▶ [Your assignment]: Return the exact lines from the one containing "Query: white fuselage" through the final line of the material below, with both ends kept.

------------

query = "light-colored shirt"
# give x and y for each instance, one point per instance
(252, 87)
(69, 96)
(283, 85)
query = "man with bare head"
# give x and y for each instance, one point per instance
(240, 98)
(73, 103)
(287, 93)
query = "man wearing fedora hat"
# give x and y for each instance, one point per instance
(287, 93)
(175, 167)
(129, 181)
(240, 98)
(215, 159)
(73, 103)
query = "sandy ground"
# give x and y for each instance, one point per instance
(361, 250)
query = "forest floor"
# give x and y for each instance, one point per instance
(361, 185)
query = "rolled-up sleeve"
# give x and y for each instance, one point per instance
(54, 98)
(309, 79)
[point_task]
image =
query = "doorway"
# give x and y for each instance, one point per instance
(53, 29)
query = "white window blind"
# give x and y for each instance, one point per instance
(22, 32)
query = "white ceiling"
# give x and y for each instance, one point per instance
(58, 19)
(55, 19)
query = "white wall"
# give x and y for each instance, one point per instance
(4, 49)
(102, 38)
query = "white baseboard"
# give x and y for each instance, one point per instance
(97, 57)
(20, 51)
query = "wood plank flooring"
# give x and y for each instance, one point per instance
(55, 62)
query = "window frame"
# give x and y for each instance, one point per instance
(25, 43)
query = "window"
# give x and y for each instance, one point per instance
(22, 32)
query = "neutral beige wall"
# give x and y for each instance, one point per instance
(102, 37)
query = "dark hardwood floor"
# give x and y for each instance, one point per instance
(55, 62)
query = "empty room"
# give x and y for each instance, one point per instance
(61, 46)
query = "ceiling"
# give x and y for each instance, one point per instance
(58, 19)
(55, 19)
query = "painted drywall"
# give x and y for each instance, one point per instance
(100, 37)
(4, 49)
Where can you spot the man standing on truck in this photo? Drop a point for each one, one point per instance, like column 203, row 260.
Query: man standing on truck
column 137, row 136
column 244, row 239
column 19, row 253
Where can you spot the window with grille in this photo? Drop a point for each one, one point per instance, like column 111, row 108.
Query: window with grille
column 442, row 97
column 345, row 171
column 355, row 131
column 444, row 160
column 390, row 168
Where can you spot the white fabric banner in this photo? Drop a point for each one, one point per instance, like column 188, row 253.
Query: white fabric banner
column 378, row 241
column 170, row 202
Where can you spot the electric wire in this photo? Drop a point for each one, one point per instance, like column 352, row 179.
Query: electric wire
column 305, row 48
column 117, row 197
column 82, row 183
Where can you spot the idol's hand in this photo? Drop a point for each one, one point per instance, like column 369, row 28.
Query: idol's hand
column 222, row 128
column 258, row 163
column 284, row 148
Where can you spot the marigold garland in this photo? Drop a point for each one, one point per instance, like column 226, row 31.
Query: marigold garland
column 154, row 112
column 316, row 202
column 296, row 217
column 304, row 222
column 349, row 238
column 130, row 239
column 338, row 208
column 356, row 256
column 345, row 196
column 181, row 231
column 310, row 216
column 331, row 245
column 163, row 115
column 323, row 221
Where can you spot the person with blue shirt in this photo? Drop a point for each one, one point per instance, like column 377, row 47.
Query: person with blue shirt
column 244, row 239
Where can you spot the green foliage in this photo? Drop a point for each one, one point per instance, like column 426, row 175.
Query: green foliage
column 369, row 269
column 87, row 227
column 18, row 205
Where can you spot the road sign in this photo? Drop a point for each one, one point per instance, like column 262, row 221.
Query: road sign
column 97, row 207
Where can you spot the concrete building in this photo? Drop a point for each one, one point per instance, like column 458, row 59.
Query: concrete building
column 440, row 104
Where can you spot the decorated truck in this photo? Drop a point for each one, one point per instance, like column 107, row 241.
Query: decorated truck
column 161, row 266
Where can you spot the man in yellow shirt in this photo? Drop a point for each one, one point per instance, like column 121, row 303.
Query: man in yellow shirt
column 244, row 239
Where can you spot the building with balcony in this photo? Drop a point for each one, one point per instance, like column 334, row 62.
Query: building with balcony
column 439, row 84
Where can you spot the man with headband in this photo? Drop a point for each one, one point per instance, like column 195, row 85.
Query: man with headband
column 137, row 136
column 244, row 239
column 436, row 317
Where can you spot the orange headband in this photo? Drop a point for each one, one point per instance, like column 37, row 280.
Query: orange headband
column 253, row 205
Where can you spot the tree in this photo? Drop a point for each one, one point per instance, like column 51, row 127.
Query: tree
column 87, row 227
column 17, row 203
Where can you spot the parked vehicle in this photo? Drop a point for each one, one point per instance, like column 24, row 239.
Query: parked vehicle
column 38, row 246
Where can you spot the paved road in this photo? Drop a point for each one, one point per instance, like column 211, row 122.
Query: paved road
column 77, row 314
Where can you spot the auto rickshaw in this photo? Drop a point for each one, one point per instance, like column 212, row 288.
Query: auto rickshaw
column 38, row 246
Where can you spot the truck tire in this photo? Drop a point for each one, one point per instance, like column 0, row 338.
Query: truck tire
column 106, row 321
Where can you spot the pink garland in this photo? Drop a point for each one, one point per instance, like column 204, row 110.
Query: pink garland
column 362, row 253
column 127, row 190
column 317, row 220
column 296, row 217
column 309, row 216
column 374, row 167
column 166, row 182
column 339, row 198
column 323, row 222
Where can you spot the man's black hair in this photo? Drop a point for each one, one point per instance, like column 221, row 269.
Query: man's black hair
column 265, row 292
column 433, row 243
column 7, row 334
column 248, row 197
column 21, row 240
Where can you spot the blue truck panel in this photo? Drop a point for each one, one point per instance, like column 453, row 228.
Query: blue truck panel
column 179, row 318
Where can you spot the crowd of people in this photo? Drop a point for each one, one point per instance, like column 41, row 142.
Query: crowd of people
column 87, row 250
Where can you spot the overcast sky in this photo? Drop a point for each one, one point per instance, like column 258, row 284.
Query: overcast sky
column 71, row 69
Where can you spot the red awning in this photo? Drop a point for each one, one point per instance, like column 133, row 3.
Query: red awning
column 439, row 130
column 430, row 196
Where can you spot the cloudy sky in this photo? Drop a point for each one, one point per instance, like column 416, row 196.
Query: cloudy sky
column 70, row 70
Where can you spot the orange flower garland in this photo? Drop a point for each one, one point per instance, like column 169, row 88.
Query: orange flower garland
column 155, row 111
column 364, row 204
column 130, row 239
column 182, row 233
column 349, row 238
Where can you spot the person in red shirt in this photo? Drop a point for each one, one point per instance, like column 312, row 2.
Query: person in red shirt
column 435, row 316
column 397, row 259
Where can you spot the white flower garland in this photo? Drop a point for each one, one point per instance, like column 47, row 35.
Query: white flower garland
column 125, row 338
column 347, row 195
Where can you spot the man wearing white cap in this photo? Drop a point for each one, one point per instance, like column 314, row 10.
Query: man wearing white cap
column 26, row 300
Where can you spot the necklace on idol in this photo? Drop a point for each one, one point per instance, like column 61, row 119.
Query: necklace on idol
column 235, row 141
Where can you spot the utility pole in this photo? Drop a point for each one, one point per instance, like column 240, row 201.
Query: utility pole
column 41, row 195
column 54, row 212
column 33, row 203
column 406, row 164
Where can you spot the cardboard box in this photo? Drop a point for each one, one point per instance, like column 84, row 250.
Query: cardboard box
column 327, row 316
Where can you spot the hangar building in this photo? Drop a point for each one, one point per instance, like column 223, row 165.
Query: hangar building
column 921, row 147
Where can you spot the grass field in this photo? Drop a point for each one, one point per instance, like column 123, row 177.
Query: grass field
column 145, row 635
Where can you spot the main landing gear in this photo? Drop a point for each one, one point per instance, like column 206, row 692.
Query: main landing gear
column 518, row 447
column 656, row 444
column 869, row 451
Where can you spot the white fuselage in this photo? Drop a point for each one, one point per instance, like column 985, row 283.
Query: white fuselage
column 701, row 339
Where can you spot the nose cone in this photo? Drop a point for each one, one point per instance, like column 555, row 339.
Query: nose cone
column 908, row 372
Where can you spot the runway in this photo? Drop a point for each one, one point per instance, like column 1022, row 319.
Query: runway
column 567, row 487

------------

▶ [Task solution]:
Query: white fuselage
column 701, row 339
Where can you spot the nose cone in this photo? Drop a point for each one, one point per instance, like column 555, row 339.
Query: nose cone
column 908, row 372
Where can you spot the runway in this photo? Drop a point for each one, one point per instance, like column 1022, row 319.
Query: runway
column 567, row 487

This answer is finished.